───── Task material

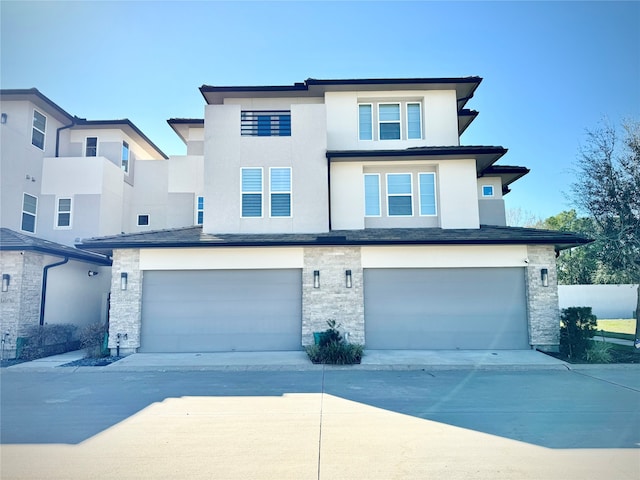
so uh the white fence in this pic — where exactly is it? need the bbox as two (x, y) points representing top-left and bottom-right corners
(558, 284), (638, 319)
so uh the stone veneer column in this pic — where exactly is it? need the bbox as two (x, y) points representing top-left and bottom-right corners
(109, 249), (142, 355)
(0, 251), (45, 358)
(526, 245), (560, 352)
(302, 246), (364, 346)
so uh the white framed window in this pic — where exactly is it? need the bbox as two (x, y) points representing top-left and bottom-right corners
(407, 103), (422, 139)
(358, 104), (373, 141)
(386, 173), (413, 216)
(85, 137), (98, 157)
(419, 173), (437, 216)
(270, 167), (291, 217)
(241, 168), (263, 217)
(364, 174), (381, 216)
(21, 193), (38, 233)
(31, 109), (46, 150)
(482, 185), (495, 197)
(55, 197), (72, 228)
(137, 214), (149, 226)
(121, 141), (130, 173)
(196, 196), (204, 225)
(378, 103), (401, 140)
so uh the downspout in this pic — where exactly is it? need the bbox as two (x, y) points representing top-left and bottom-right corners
(55, 116), (76, 157)
(40, 257), (69, 326)
(327, 154), (332, 231)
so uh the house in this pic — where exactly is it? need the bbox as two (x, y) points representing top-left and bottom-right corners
(0, 88), (199, 359)
(76, 77), (590, 355)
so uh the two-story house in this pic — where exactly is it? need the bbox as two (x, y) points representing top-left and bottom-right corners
(78, 77), (590, 356)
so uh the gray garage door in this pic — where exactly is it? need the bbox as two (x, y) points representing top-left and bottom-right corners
(364, 268), (528, 350)
(140, 269), (302, 352)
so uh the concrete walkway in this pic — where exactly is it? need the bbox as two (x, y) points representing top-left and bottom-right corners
(7, 349), (569, 371)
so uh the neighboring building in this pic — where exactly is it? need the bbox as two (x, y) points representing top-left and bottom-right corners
(77, 77), (590, 356)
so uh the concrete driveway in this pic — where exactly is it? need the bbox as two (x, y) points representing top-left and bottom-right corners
(1, 366), (638, 479)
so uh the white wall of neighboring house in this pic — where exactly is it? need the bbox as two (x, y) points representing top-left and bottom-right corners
(558, 284), (639, 319)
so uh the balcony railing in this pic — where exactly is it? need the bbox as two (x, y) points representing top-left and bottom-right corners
(241, 110), (291, 137)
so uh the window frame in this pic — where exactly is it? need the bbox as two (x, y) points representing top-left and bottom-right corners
(378, 103), (402, 141)
(418, 172), (437, 216)
(269, 167), (292, 218)
(386, 173), (413, 217)
(31, 109), (46, 150)
(121, 141), (130, 174)
(85, 137), (98, 157)
(358, 103), (373, 141)
(55, 197), (73, 229)
(364, 173), (381, 217)
(21, 193), (38, 233)
(241, 167), (264, 218)
(406, 102), (422, 140)
(196, 196), (204, 225)
(482, 185), (495, 197)
(137, 214), (150, 226)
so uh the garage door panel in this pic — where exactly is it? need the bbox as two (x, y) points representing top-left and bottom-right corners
(364, 268), (528, 350)
(140, 270), (301, 352)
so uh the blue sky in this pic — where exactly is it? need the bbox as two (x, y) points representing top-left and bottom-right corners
(2, 1), (638, 221)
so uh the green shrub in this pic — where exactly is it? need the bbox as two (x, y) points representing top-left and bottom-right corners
(306, 320), (363, 364)
(585, 341), (613, 363)
(79, 322), (109, 358)
(18, 324), (78, 360)
(560, 307), (597, 361)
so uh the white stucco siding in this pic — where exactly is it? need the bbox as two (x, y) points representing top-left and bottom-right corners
(362, 245), (528, 268)
(438, 159), (480, 228)
(325, 90), (459, 151)
(139, 247), (304, 270)
(99, 163), (126, 235)
(204, 103), (328, 234)
(167, 155), (204, 193)
(129, 160), (169, 231)
(477, 177), (503, 198)
(330, 162), (366, 230)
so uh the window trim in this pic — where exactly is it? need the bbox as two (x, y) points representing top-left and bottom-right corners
(85, 136), (98, 157)
(195, 196), (204, 225)
(378, 103), (402, 141)
(418, 172), (437, 216)
(269, 167), (292, 218)
(121, 141), (130, 174)
(406, 102), (422, 140)
(137, 214), (150, 226)
(21, 193), (38, 233)
(482, 185), (495, 197)
(55, 197), (73, 229)
(240, 167), (264, 218)
(31, 109), (46, 150)
(386, 173), (413, 217)
(358, 103), (373, 141)
(364, 173), (381, 217)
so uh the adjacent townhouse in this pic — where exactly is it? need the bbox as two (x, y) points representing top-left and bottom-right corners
(77, 77), (590, 356)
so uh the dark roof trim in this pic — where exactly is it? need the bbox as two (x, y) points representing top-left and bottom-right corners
(326, 145), (507, 159)
(304, 77), (482, 87)
(167, 118), (205, 125)
(73, 118), (168, 159)
(458, 109), (479, 135)
(1, 228), (111, 265)
(0, 88), (74, 123)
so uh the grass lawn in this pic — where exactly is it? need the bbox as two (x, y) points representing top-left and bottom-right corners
(596, 319), (636, 335)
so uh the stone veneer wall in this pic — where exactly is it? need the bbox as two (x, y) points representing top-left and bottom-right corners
(302, 246), (364, 346)
(526, 244), (560, 352)
(109, 249), (142, 355)
(0, 251), (45, 358)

──────────

#### Task objective
Leaving out the pictures, repeat the data above exactly.

#### Answer section
so uh the white fence in this pic — where exactly is it? need the bbox as two (x, y) points representing top-left and bottom-right corners
(558, 284), (638, 319)
so uh the stone veneer column in this pic — where exactly is it? need the bbox as two (x, y) points representing top-left and bottom-right corners
(109, 249), (142, 355)
(0, 251), (45, 358)
(526, 245), (560, 352)
(302, 246), (364, 346)
so uh the white framed window in this pic — where exactly is it? need the bbox as two (x, y) points representing top-left and bottom-right corners
(407, 103), (422, 139)
(358, 104), (373, 141)
(386, 173), (413, 216)
(85, 137), (98, 157)
(419, 173), (437, 216)
(270, 167), (291, 217)
(241, 168), (263, 217)
(364, 174), (381, 216)
(21, 193), (38, 233)
(31, 109), (46, 150)
(482, 185), (495, 197)
(55, 197), (72, 228)
(137, 214), (149, 226)
(121, 141), (130, 173)
(196, 196), (204, 225)
(378, 103), (401, 140)
so uh the downspout in this pic — where exactly is it? need the bbox as two (x, y) points representing top-left and bottom-right corners
(55, 116), (76, 157)
(40, 257), (69, 326)
(327, 154), (332, 231)
so uh the house in this pic — where exactly is it? need the bbox as two (x, y) points representing top-left and bottom-right corners
(0, 88), (199, 359)
(76, 77), (590, 355)
so uh the two-story house in this pic — where exactly is it? need the bbox as two (x, y) points representing top-left and bottom-right corners
(78, 77), (590, 356)
so uh the gray garage door in this pic — where exactly is it? need the bbox as two (x, y) points representing top-left and bottom-right corners
(364, 268), (528, 350)
(140, 269), (302, 352)
so uh the concrete walkway in this pic — where exactly is it? need the bbox as two (x, y) points representing top-left and bottom-right corners
(7, 349), (569, 371)
so uh the neighboring building in this pic — where exactly is it? need the bbox as two (x, y) points representing top-left and bottom-right corners
(77, 77), (590, 356)
so uh the concrete driveway in this pic — where exactly is it? need the bbox as two (x, y) points representing top-left and bottom-right corners
(1, 366), (638, 479)
so uh the white wall of neighboring house in this pic — where exactly is it? need the bbox as two (x, y) points representing top-left and bottom-right corners
(558, 284), (639, 319)
so uh the balcony railing in this pic — where exactly is it? need the bbox as two (x, y) points representing top-left and bottom-right corners
(241, 110), (291, 137)
so uh the window frame in this pic — where exactly is it? need the bbox as two (x, y) points representing top-left and bottom-right corners
(378, 103), (402, 141)
(418, 172), (437, 216)
(269, 167), (292, 218)
(386, 173), (413, 217)
(31, 109), (46, 150)
(121, 141), (130, 174)
(85, 137), (98, 157)
(358, 103), (373, 141)
(55, 197), (73, 229)
(364, 173), (381, 217)
(21, 193), (38, 233)
(241, 167), (264, 218)
(406, 102), (422, 140)
(196, 196), (204, 225)
(482, 185), (495, 197)
(137, 214), (150, 226)
so uh the garage door panel in this pic — where exactly is it? need the bbox as two (x, y) points representing top-left and bottom-right corners
(364, 268), (528, 350)
(140, 270), (301, 352)
so uh the blue sky in this pic — where exactly is it? need the bbox as two (x, y) points representing top-left and bottom-right corners
(2, 1), (638, 221)
so uh the green shrub in this pic — where exactly is it? need the bbox as two (x, y) points representing top-left and bottom-right corners
(306, 320), (363, 364)
(585, 341), (613, 363)
(79, 322), (109, 358)
(18, 324), (78, 360)
(560, 307), (597, 361)
so uh the white stucco siding in this pic — where exactly is it? need the bbox as two (x, y) points representing top-left and bottom-right corners
(362, 245), (528, 268)
(438, 159), (480, 228)
(325, 90), (459, 151)
(139, 247), (304, 270)
(99, 163), (126, 235)
(204, 103), (328, 234)
(167, 155), (204, 193)
(129, 160), (169, 231)
(477, 177), (503, 198)
(330, 162), (366, 230)
so uh the window trim in this pic — where exactly is it? need the bbox as two (x, y) points representing top-left and bottom-right corners
(85, 136), (98, 157)
(195, 196), (204, 225)
(378, 103), (402, 141)
(418, 172), (437, 216)
(269, 167), (292, 218)
(121, 141), (130, 174)
(406, 102), (422, 140)
(137, 214), (150, 226)
(21, 193), (38, 233)
(482, 185), (495, 197)
(55, 197), (73, 229)
(240, 167), (264, 218)
(31, 109), (46, 150)
(386, 173), (413, 217)
(358, 103), (373, 141)
(364, 173), (381, 217)
so uh the adjacent townhouse in this pic — where exactly is it? need the bbox as two (x, y) points representing top-left and bottom-right corners
(77, 77), (590, 356)
so uh the dark roof trim in this pic — where exactly is it? need the bbox as two (x, y) points representing top-left and bottom-right corners
(326, 145), (507, 159)
(304, 77), (482, 87)
(167, 118), (205, 125)
(73, 118), (168, 159)
(458, 109), (479, 135)
(1, 228), (111, 265)
(0, 88), (74, 123)
so uh the grass lawn in this pic — where exactly is it? need the bbox as two (x, y) points representing top-left and bottom-right corners
(596, 319), (636, 335)
so uh the stone veneer wall in this pic — where exactly is it? need the bbox as two (x, y) points representing top-left and bottom-right corners
(302, 246), (364, 346)
(526, 244), (560, 352)
(109, 249), (142, 355)
(0, 251), (45, 358)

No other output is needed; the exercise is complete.